▸ EXPLORE THE MATERIAL:
• A. Quote the neurite model text word for word from "It presents a" to "and acto-myosin contractility.".
• B. Sum up the neurite model text in two sentences.

▸ TEXT:
Growth, collapse, and stalling in a mechanical model for neurite motility

TL;DR

This paper introduces a three-component active gel model that captures the mechanical behaviors of neurites, including growth, collapse, and stalling, based on the interplay of microtubules and acto-myosin forces.

Contribution

It presents a novel mechanical model that explains neurite states and responses to forces and drugs, integrating microtubule dynamics and acto-myosin contractility.

Findings

Model predicts neurite response to towing forces.

Reproduces effects of cytoskeletal drug treatments.

Identifies conditions for neurite stability and motility.

Abstract

Neurites, the long cellular protrusions that form the routes of the neuronal network are capable to actively extend during early morphogenesis or to regenerate after trauma. To perform this task, they rely on their cytoskeleton for mechanical support. In this paper, we present a three-component active gel model that describes neurites in the three robust mechanical states observed experimentally: collapsed, static, and motile. These states arise from an interplay between the physical forces driven by growth of the microtubule-rich inner core of the neurite and the acto-myosin contractility of its surrounding cortical membrane. In particular, static states appear as a mechanical traction/compression balance of these two parallel structures. The model predicts how the response of a neurite to a towing force depends on the force magnitude and recovers the response of neurites to several drug treatments that modulate the cytoskeleton active and passive properties.

Collected data entries:
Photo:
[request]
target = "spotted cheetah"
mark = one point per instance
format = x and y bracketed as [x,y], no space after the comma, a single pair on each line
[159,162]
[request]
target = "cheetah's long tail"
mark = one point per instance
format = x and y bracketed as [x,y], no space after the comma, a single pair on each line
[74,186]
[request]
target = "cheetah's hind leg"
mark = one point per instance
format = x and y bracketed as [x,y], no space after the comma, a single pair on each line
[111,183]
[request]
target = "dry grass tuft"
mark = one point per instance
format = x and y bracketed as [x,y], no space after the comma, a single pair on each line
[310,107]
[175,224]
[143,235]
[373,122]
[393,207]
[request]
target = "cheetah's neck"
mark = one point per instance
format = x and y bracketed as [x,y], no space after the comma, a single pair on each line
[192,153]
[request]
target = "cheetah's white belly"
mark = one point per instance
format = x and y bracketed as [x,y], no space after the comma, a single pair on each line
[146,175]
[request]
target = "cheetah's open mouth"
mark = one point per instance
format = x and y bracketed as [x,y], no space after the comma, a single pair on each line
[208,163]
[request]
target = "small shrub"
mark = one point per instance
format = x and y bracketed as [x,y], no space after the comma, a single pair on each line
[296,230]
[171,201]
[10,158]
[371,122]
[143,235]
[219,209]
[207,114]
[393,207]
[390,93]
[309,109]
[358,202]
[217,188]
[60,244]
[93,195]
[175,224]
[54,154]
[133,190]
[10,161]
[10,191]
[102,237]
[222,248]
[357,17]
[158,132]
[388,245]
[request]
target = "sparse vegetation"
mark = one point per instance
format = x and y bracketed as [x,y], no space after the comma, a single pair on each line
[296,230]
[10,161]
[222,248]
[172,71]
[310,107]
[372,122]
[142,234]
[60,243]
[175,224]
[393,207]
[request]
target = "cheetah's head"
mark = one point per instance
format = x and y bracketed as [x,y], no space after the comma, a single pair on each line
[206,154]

▸ RESPONSES BY TASK:
• A.
It presents a novel mechanical model that explains neurite states and responses to forces and drugs, integrating microtubule dynamics and acto-myosin contractility.

• B. A three-component active gel model describes neurites in three mechanical states (collapsed, static, and motile), which arise from the interplay between forces from growth of the microtubule-rich inner core and the acto-myosin contractility of the surrounding cortical membrane. The model predicts how a neurite's response to a towing force depends on the force magnitude, and it recovers the effects of drug treatments that modulate the cytoskeleton's active and passive properties.